Referring expression pointing data:
☆ ☆ ☆ ☆ ☆

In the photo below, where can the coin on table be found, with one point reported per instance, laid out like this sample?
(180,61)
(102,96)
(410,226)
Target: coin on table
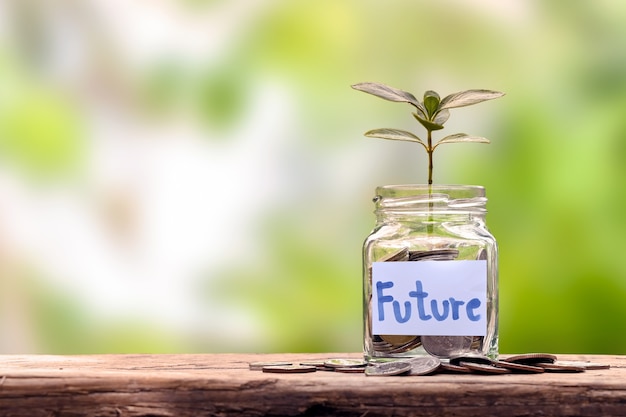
(585,364)
(456,369)
(388,368)
(560,367)
(447,346)
(483,368)
(350,369)
(344,363)
(424,365)
(257,366)
(519,367)
(291,369)
(531,358)
(319,364)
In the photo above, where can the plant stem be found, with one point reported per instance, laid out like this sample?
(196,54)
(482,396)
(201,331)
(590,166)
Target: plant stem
(430,158)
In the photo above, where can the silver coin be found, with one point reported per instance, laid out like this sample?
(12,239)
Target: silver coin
(447,346)
(344,363)
(424,365)
(531,358)
(456,360)
(483,368)
(291,369)
(434,255)
(519,367)
(585,364)
(388,368)
(395,344)
(398,256)
(448,367)
(557,366)
(350,370)
(257,366)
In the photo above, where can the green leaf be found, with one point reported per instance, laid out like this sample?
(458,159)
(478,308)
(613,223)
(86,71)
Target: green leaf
(442,117)
(467,98)
(461,137)
(430,126)
(394,134)
(431,102)
(389,93)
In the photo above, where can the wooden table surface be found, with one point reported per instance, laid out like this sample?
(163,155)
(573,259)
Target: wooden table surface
(223,385)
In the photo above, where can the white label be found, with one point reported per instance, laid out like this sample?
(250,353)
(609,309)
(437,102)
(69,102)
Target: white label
(429,298)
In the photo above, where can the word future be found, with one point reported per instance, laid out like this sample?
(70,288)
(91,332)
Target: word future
(438,298)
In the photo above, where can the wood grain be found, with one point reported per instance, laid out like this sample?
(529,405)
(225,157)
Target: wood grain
(223,385)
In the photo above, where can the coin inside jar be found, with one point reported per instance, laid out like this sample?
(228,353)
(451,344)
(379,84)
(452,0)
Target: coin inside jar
(447,346)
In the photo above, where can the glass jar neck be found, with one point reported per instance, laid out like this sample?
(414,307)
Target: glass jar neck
(417,200)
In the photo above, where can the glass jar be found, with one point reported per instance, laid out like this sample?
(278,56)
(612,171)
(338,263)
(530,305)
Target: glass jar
(430,270)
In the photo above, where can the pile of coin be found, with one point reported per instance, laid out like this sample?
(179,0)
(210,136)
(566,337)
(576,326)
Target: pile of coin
(529,363)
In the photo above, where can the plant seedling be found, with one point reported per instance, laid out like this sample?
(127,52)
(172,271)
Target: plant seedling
(432,113)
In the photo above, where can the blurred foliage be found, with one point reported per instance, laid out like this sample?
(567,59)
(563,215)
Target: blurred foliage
(40,129)
(555,171)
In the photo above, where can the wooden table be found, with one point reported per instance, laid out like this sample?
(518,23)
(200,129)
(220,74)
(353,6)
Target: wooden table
(223,385)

☆ ☆ ☆ ☆ ☆

What this task involves: Print each entry precisely as written; the pictures stay out.

Reply:
In the photo below, where can the coin on table be found, with one point reported per instance, laid out like this sample?
(180,61)
(102,96)
(410,226)
Target: coin on table
(585,364)
(456,369)
(388,368)
(560,367)
(447,346)
(483,368)
(350,369)
(344,363)
(424,365)
(257,366)
(519,367)
(291,369)
(531,358)
(319,364)
In the photo above, where can the plant stem be found, with one point reported per instance, laid out like this sample?
(196,54)
(482,396)
(201,331)
(590,166)
Target: plant stem
(430,158)
In the photo above, where can the silver coin be found, with one point reported per instance, laid out like this sample?
(12,239)
Target: silver coin
(447,346)
(344,363)
(424,365)
(531,358)
(456,360)
(483,368)
(291,369)
(434,255)
(519,367)
(585,364)
(388,368)
(395,344)
(398,256)
(448,367)
(557,366)
(350,370)
(257,366)
In the photo above, where can the green leaf be found, with one point reported per instance, laid out like this sample?
(458,159)
(478,308)
(613,223)
(86,71)
Target: green leaf
(442,117)
(467,98)
(461,137)
(430,126)
(394,134)
(431,102)
(389,93)
In the photo above, where can the wooden table surface be found, with one point reported per instance, laid out like this sample?
(163,155)
(573,259)
Target: wooden table surface
(223,385)
In the photo above, where can the white label be found, with one point reported per instance, laid out like this sample?
(250,353)
(609,309)
(437,102)
(69,102)
Target: white label
(429,298)
In the photo above, where can the word future be found, with one point reported per instance, laid out like this sample?
(70,288)
(91,332)
Target: word future
(438,298)
In the photo above, where can the wood grain be found, with one point reported per instance, laid out like this sample?
(529,405)
(225,157)
Target: wood grain
(223,385)
In the photo above, where can the coin inside jar be found, with one point reported per instance, laid out like this sample?
(228,353)
(451,344)
(379,84)
(452,0)
Target: coin inside jar
(447,346)
In the photo above, where can the glass jar neck be found, with one point reported per instance, laid out like this sample?
(414,307)
Target: glass jar neck
(417,200)
In the photo above, where can the glass jar be found, with one point reported per instance, laid out like this sample?
(278,56)
(612,171)
(338,263)
(530,305)
Target: glass jar
(430,270)
In the photo above, where can the pile of coin be found, with one point reported per instance, laid out like this sample?
(179,0)
(210,136)
(566,337)
(576,326)
Target: pile of coin
(529,363)
In the photo above, where can the plant seedling be found, with one point reported per instance, laid out like this sample?
(127,52)
(172,271)
Target: plant seedling
(432,113)
In the photo above, where can the blurred foliage be found, with one point reported per instance, laid out like this sample?
(567,59)
(563,215)
Target: blurred foliage
(40,129)
(555,171)
In the photo above, where can the wooden table be found, with one point reported per instance, laid out like this sample?
(518,23)
(200,129)
(220,74)
(353,6)
Target: wooden table
(223,385)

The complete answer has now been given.